== Text shown
Our theoretical approach addresses technology as one of the component elements of human existence. Human beings constitute technologies and these, in turn, act as mediators in the human relationship with the world, participating in the definition of realities and subjectivities.
From immersion in the field, we raised the following research questions:
1) What are the uses and behaviors that LinkedIn’s infrastructure enables and constrains?
2) What are the experiences and practices that permeate the everyday encounter of users with LinkedIn’s algorithms and the negotiations with aspects of imagined surveillance on the platform?
3) What are the affectations promoted by the platform for the professionals who are part of it?
4) What are the contents that most resonate on the platform?
These users who make the critical content were called anti-linkedIn. But exploring this movement allowed us to see that they do not problematize the platform itself, despite some questioning directed to content moderation. Instead, they critique the circulating content, what some LinkedIn users post, like exaggerated or invented stories, the fanfics.
Calling themselves “anti-coaching,” “anti-toxic positivity,” or “social justice” promoters, these users aim to encourage healthier relationships with work, balance with personal life, raise awareness about abusive relationships, and build solidarity networks that worked very well in the pandemic to help with relocations, refer job openings, format resumes, report problematic and abusive postings.
But, after all, what is the importance of this movement? The users who interact with the posts circulating inside and outside LinkedIn, emphasize that reading the posts and participating in the group promotes mental health, because it is a space where they can express their anguishes and feel relieved to realize that they don’t need to seek perfection in their careers. The existences instituted by the Facebook Group and influencers is at the service of metamorphosis and new existences (Latour, 2019; Souriau, 2020). And all this is promoted by sharing content that bothers and mobilizes, through “teasing” and satire, enhanced by the LinkedIn algorithm that spreads posts organically.
====
**Exercise brief**
Answer these questions about the LinkedIn text.
1. What name was given to the users who make the critical content?
2. According to the users who interact with the posts, what does reading them and participating in the group promote?
3. Which two works are cited in the last paragraph?
The lines after this are separate material.
== Supplied entries
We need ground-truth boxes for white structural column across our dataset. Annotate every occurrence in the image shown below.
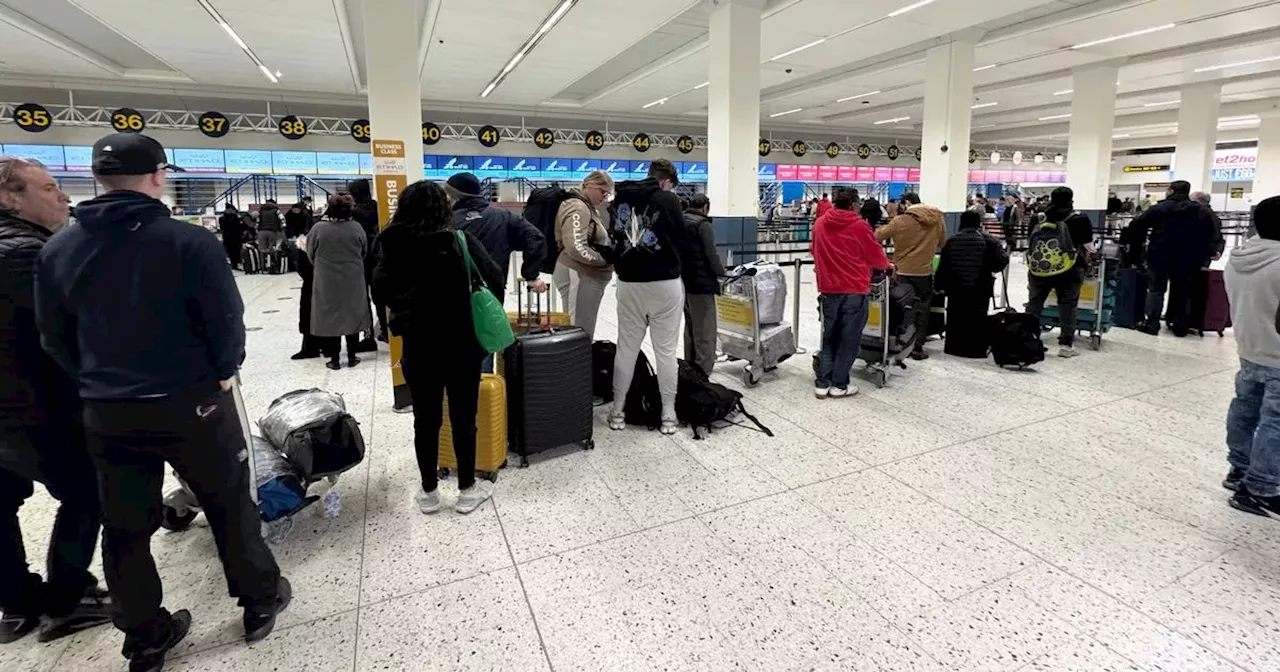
[920,41,974,215]
[707,0,764,217]
[364,0,422,410]
[1252,115,1280,205]
[1174,82,1222,191]
[1066,65,1120,212]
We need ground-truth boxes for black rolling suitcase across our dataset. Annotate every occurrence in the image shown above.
[503,290,595,466]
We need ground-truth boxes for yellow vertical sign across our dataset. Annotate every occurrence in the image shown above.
[370,138,408,389]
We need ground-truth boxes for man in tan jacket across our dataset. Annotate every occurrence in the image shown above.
[876,193,947,360]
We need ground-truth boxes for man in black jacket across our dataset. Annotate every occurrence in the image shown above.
[0,156,110,644]
[680,193,724,375]
[1130,179,1216,337]
[36,133,292,672]
[444,173,547,293]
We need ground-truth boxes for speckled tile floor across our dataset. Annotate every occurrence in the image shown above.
[0,258,1280,672]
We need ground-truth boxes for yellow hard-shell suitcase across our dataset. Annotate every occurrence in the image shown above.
[438,374,507,481]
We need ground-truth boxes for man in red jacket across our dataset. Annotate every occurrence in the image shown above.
[813,189,891,399]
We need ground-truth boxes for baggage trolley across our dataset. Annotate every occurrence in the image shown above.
[716,275,795,388]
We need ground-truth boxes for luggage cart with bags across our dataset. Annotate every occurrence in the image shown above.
[716,275,796,387]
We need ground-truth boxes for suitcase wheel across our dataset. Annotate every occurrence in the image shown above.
[160,504,197,531]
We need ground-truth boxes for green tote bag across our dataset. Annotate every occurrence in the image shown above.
[454,232,516,352]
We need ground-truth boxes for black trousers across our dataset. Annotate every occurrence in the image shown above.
[84,392,280,655]
[0,421,102,616]
[311,334,360,360]
[401,334,484,493]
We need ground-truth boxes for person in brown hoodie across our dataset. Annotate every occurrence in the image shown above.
[876,193,947,360]
[553,170,613,337]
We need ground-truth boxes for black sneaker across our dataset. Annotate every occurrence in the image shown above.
[1230,485,1280,517]
[129,609,191,672]
[244,576,293,644]
[38,586,111,643]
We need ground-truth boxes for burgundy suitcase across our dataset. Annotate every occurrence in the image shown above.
[1187,269,1231,337]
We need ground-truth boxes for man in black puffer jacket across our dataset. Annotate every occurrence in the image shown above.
[0,156,111,644]
[680,193,724,375]
[934,210,1009,358]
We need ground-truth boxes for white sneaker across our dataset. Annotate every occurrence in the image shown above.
[453,479,493,513]
[413,490,440,513]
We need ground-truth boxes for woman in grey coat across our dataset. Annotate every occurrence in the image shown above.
[306,193,374,371]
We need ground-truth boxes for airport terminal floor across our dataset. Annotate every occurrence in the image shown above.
[0,258,1280,672]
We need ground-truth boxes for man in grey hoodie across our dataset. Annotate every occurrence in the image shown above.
[1222,196,1280,516]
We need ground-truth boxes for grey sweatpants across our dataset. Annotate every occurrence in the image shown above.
[552,264,609,338]
[613,278,685,420]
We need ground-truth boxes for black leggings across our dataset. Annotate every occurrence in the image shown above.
[315,334,360,360]
[401,335,481,493]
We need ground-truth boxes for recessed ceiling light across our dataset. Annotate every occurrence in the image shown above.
[836,88,881,102]
[1196,56,1280,73]
[1071,23,1178,49]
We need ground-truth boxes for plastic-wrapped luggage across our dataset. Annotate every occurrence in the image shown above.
[724,261,787,324]
[257,389,365,481]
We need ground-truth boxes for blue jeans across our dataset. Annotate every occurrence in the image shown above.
[1226,360,1280,497]
[815,294,867,389]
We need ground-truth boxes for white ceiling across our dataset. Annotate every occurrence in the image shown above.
[0,0,1280,146]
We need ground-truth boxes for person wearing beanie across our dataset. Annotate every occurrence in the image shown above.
[934,210,1009,360]
[1027,187,1093,358]
[444,173,547,296]
[1130,179,1217,338]
[1222,196,1280,516]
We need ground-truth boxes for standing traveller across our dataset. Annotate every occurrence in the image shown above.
[812,189,885,399]
[934,210,1009,358]
[1222,196,1280,516]
[218,201,244,269]
[257,198,284,252]
[444,173,547,297]
[876,193,947,360]
[374,180,504,513]
[1130,179,1216,338]
[36,133,292,672]
[605,159,685,434]
[307,193,374,371]
[0,156,111,644]
[1027,187,1093,358]
[554,170,613,337]
[680,193,724,375]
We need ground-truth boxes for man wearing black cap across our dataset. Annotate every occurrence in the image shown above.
[444,173,547,293]
[36,133,292,672]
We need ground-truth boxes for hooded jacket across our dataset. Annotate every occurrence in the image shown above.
[1225,238,1280,369]
[812,209,890,294]
[36,191,244,401]
[453,196,547,280]
[0,211,79,428]
[876,205,947,276]
[1130,193,1217,269]
[609,178,685,283]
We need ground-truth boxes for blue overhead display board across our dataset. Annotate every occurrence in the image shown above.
[271,151,316,175]
[63,145,92,170]
[173,150,227,173]
[316,151,360,175]
[4,145,67,170]
[540,159,572,179]
[223,150,271,174]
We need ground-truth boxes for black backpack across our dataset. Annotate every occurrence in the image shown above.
[611,352,662,429]
[521,187,594,273]
[676,360,773,439]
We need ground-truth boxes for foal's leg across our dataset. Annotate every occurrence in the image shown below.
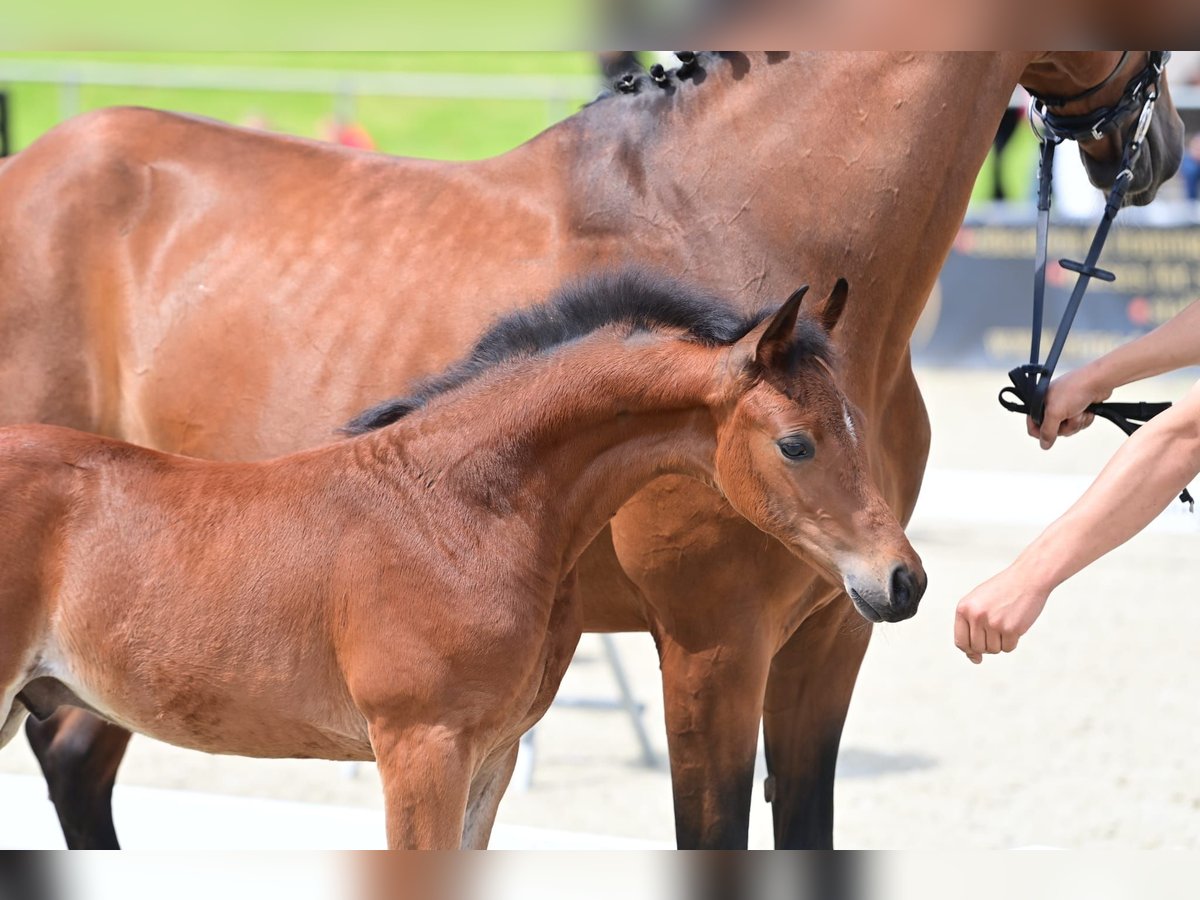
[371,721,472,850]
[763,596,871,850]
[25,707,130,850]
[660,635,770,850]
[462,742,520,850]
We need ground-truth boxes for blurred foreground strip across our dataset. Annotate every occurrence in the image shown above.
[0,0,1200,50]
[9,851,1196,900]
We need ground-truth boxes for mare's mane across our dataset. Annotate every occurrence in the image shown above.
[342,269,832,434]
[588,50,791,106]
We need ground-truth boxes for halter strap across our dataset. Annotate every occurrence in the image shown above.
[1030,50,1171,143]
[998,50,1194,508]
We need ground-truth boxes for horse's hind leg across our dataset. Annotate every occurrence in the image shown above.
[462,742,520,850]
[0,690,29,748]
[25,707,130,850]
[763,596,871,850]
[370,720,472,850]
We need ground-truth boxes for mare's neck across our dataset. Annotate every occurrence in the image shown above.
[576,53,1031,400]
[377,332,722,578]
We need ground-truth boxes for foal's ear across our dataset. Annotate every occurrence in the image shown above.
[738,284,809,368]
[817,278,850,332]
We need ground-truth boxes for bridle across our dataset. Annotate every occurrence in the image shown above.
[1000,50,1193,505]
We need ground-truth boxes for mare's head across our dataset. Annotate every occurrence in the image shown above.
[1021,50,1183,206]
[715,280,925,622]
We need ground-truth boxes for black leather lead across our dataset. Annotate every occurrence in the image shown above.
[998,50,1194,509]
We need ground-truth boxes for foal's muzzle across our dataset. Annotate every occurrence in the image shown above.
[845,564,929,622]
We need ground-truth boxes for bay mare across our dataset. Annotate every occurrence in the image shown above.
[0,52,1182,847]
[0,275,925,848]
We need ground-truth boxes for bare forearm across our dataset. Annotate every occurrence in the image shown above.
[1013,385,1200,593]
[1086,301,1200,392]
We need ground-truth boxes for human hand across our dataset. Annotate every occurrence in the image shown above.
[954,569,1050,664]
[1025,366,1112,450]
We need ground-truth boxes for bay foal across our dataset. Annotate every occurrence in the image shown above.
[0,274,924,847]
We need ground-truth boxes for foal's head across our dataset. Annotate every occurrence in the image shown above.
[716,280,925,622]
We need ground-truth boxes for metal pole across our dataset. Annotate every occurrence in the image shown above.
[600,634,659,769]
[0,91,12,158]
[59,74,79,121]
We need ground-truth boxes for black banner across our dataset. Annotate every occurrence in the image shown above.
[912,206,1200,372]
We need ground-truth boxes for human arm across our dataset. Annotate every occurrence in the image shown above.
[1026,300,1200,450]
[954,383,1200,662]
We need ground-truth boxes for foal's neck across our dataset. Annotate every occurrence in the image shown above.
[379,332,725,571]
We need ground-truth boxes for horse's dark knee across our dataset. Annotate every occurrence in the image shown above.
[25,710,130,850]
[768,728,841,850]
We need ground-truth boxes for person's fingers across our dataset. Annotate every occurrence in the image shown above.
[1038,414,1062,450]
[983,628,1003,653]
[1058,413,1096,438]
[967,616,988,653]
[954,607,971,656]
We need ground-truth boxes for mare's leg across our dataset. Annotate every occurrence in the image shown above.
[25,707,130,850]
[371,720,472,850]
[763,596,871,850]
[462,742,520,850]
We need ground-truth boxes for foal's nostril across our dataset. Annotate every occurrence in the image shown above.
[892,565,924,619]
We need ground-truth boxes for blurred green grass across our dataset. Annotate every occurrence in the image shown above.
[0,50,1037,202]
[0,52,600,160]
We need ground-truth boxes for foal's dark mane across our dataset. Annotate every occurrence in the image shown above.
[342,269,832,434]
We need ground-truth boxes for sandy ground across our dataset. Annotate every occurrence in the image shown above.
[0,371,1200,848]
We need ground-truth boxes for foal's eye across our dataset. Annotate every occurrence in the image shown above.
[779,436,815,460]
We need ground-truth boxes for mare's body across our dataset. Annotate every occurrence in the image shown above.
[0,53,1177,847]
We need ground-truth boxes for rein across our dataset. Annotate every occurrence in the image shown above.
[998,50,1194,509]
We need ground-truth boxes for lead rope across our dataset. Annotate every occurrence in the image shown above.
[998,84,1195,512]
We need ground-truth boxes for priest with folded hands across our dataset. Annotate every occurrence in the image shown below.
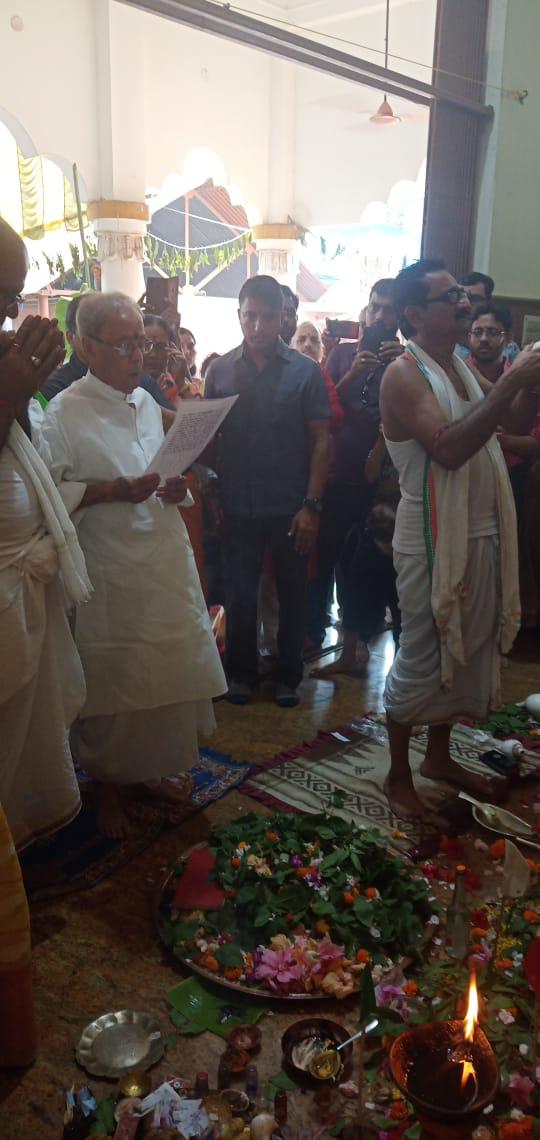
[43,293,227,838]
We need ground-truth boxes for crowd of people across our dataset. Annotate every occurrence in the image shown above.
[0,212,540,848]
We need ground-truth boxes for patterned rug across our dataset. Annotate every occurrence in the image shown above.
[242,717,524,853]
[21,748,251,903]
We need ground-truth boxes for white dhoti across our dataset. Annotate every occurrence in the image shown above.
[0,424,90,848]
[43,374,227,784]
[72,701,215,784]
[384,536,500,725]
[384,341,519,725]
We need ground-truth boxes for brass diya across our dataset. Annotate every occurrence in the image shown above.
[281,1017,352,1089]
[390,977,499,1140]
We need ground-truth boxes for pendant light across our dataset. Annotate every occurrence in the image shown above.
[369,0,401,127]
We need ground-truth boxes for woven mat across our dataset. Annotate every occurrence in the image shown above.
[242,717,512,852]
[21,748,251,903]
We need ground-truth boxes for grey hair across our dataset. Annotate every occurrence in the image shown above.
[76,293,142,336]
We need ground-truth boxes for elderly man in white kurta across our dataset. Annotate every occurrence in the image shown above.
[381,260,540,820]
[43,294,227,836]
[0,220,90,849]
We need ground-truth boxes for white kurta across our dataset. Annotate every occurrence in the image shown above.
[0,430,84,848]
[42,373,227,783]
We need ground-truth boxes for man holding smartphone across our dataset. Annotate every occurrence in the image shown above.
[306,278,402,676]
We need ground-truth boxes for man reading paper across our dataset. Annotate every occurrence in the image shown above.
[43,293,226,837]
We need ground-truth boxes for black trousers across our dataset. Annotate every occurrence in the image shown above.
[223,514,308,689]
[305,482,370,645]
[343,531,401,645]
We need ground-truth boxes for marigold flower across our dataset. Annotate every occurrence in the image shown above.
[203,954,220,974]
[388,1100,409,1121]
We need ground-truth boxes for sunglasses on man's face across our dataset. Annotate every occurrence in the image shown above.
[471,328,505,341]
[424,285,468,306]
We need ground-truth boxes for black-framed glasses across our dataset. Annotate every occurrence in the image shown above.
[90,333,146,357]
[142,341,171,352]
[469,328,506,341]
[424,285,468,304]
[0,288,23,304]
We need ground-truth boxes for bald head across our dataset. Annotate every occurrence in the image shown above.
[0,218,28,327]
[76,293,145,394]
[291,320,322,364]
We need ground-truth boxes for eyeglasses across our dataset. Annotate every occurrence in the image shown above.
[90,334,146,357]
[471,328,506,341]
[424,285,468,306]
[142,341,172,352]
[0,288,23,304]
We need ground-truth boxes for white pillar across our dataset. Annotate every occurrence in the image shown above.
[88,198,149,301]
[88,198,149,301]
[88,0,150,300]
[265,59,296,222]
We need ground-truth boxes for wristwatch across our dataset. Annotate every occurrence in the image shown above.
[302,499,322,514]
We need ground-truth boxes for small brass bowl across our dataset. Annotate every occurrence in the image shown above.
[227,1025,261,1053]
[281,1017,354,1089]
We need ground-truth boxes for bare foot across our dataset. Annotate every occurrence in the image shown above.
[420,752,498,803]
[133,772,194,807]
[96,783,133,839]
[310,642,369,681]
[383,773,426,823]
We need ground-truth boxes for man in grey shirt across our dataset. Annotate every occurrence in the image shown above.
[205,276,330,708]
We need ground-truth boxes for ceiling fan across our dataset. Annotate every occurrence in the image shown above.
[369,0,401,127]
[309,0,429,130]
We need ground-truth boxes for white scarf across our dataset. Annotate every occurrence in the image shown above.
[406,341,521,687]
[8,420,92,605]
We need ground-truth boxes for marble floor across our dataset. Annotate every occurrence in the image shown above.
[0,634,540,1140]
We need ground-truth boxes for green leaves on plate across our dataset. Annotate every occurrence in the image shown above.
[166,975,265,1037]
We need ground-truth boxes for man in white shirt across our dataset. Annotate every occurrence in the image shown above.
[43,293,227,837]
[0,220,90,848]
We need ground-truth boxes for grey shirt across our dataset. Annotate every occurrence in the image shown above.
[204,339,332,519]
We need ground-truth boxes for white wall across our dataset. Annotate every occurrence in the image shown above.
[138,14,271,215]
[293,0,436,226]
[487,0,540,298]
[0,0,99,195]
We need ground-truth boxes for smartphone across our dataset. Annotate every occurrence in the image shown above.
[145,277,179,317]
[326,317,360,341]
[360,325,395,356]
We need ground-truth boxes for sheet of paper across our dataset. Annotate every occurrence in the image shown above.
[147,396,238,480]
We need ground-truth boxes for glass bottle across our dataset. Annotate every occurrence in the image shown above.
[447,863,471,962]
[273,1089,287,1127]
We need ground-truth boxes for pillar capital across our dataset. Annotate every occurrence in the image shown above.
[88,198,150,300]
[252,222,300,292]
[88,198,150,227]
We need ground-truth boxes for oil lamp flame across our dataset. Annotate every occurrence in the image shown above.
[461,1061,476,1089]
[464,974,478,1041]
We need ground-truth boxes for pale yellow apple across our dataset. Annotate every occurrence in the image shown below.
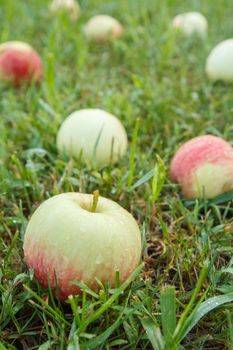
[84,15,124,43]
[206,39,233,82]
[57,109,127,167]
[172,12,208,38]
[50,0,80,21]
[23,193,141,300]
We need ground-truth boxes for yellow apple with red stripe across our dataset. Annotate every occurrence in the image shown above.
[170,135,233,198]
[0,41,43,86]
[23,193,141,300]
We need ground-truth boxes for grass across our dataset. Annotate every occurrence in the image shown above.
[0,0,233,350]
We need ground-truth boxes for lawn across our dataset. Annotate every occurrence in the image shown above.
[0,0,233,350]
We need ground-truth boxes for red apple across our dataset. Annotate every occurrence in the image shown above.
[170,135,233,198]
[0,41,43,86]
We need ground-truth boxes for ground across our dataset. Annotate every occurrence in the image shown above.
[0,0,233,350]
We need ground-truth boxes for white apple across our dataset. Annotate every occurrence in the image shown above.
[84,15,124,43]
[206,39,233,82]
[172,12,208,38]
[23,193,141,300]
[57,109,127,167]
[50,0,80,21]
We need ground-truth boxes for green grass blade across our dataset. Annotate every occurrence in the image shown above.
[151,154,166,204]
[130,169,154,190]
[180,295,233,341]
[141,318,165,350]
[173,266,208,343]
[80,312,123,350]
[160,286,176,345]
[128,119,140,188]
[78,264,143,334]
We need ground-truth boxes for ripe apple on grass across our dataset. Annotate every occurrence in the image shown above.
[0,41,43,86]
[84,15,124,43]
[170,135,233,198]
[50,0,80,21]
[206,39,233,82]
[172,12,208,38]
[57,109,128,167]
[23,192,141,301]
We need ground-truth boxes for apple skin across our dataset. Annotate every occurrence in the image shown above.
[170,135,233,198]
[172,12,208,38]
[57,109,128,167]
[84,15,124,43]
[50,0,80,22]
[0,41,43,86]
[206,39,233,82]
[23,193,141,301]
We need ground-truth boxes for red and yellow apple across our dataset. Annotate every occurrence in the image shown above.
[0,41,43,86]
[170,135,233,198]
[84,15,124,43]
[57,109,128,167]
[206,39,233,82]
[23,193,141,300]
[172,12,208,38]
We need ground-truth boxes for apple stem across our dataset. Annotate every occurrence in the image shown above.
[91,190,100,213]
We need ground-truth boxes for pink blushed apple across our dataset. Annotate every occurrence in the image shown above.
[23,193,141,300]
[170,135,233,198]
[0,41,43,86]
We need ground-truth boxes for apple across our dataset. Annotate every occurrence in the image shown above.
[172,12,208,38]
[57,109,128,167]
[206,39,233,82]
[84,15,124,43]
[50,0,80,21]
[0,41,43,86]
[23,191,141,301]
[170,135,233,198]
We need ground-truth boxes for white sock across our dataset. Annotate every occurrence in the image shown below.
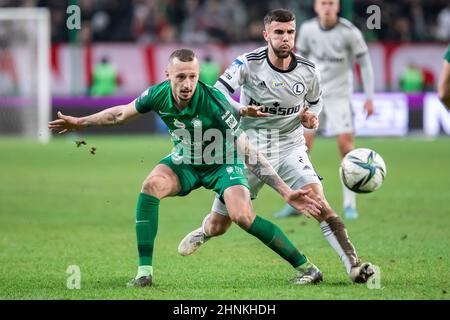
[320,221,352,273]
[202,213,211,237]
[341,181,356,209]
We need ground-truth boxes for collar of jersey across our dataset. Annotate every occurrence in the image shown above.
[266,49,297,73]
[168,83,200,115]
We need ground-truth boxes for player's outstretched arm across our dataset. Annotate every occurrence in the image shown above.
[237,132,322,216]
[214,81,270,117]
[48,100,140,134]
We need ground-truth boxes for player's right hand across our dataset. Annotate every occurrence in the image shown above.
[48,111,83,134]
[300,107,319,129]
[239,106,270,118]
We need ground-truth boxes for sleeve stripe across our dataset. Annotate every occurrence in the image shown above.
[305,98,320,105]
[355,51,367,59]
[217,78,234,93]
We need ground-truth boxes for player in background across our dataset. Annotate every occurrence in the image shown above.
[49,49,322,287]
[275,0,374,219]
[178,9,374,282]
[438,44,450,110]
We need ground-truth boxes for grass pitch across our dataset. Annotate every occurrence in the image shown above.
[0,136,450,299]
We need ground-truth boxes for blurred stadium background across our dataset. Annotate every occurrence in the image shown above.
[0,0,450,140]
[0,0,450,299]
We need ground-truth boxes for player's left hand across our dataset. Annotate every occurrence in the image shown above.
[300,107,319,129]
[239,106,270,118]
[364,100,373,118]
[286,189,323,218]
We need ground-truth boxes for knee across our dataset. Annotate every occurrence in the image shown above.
[141,175,167,198]
[231,210,255,230]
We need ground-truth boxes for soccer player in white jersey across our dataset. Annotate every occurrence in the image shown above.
[178,9,374,283]
[275,0,374,219]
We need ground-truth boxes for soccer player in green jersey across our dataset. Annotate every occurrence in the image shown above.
[438,44,450,109]
[49,49,323,287]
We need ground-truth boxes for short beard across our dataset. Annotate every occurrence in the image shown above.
[271,45,291,59]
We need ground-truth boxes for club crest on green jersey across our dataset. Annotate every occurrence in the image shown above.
[173,119,186,129]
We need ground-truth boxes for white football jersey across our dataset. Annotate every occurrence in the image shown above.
[218,46,322,157]
[296,18,368,99]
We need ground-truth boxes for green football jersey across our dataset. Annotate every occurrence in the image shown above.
[136,81,243,166]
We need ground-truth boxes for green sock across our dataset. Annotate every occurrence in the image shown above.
[247,216,308,268]
[136,193,159,273]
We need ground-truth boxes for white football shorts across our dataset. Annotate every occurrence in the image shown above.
[211,147,321,216]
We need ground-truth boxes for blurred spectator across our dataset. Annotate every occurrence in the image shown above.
[200,56,222,86]
[91,56,120,97]
[438,44,450,110]
[436,3,450,41]
[0,0,450,44]
[400,63,424,93]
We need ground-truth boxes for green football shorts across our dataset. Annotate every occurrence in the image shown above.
[159,154,249,201]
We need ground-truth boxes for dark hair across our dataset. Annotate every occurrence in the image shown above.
[264,9,295,25]
[169,49,197,62]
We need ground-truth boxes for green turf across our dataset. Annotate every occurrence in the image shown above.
[0,136,450,299]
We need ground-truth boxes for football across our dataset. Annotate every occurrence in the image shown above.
[339,148,386,193]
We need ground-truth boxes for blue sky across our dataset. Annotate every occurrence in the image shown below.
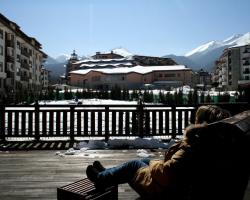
====
**The completed task**
1. Anti-linkedIn.
2. Mental health.
3. Latour, 2019 and Souriau, 2020.